# Input data start

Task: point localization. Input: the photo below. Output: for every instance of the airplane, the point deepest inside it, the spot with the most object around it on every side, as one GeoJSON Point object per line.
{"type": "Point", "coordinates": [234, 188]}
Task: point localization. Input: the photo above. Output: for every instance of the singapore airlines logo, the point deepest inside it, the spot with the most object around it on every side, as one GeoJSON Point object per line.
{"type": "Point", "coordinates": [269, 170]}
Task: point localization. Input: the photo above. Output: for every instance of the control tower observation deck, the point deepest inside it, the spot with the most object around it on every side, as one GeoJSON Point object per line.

# Input data end

▶ [Work required]:
Offset the listing by writing all of its lines again, requests included, with -13 added to every coordinate in the answers.

▶ [Exercise response]:
Task: point localization. Input: the photo below. Output: for every instance of the airplane, the point deepest inside it, the spot with the most object around it on every side, as one GeoJSON Point object per line.
{"type": "Point", "coordinates": [221, 175]}
Task: point localization. Input: the photo above. Output: for every instance of the singapore airlines logo, the point deepest inside it, the spot with the most object around it on every side, as one GeoJSON Point object per line.
{"type": "Point", "coordinates": [256, 157]}
Task: point localization. Input: the photo above. Output: for every instance of the control tower observation deck, the point deepest inside it, the spot with the most object around it on every side, as one GeoJSON Point object per line.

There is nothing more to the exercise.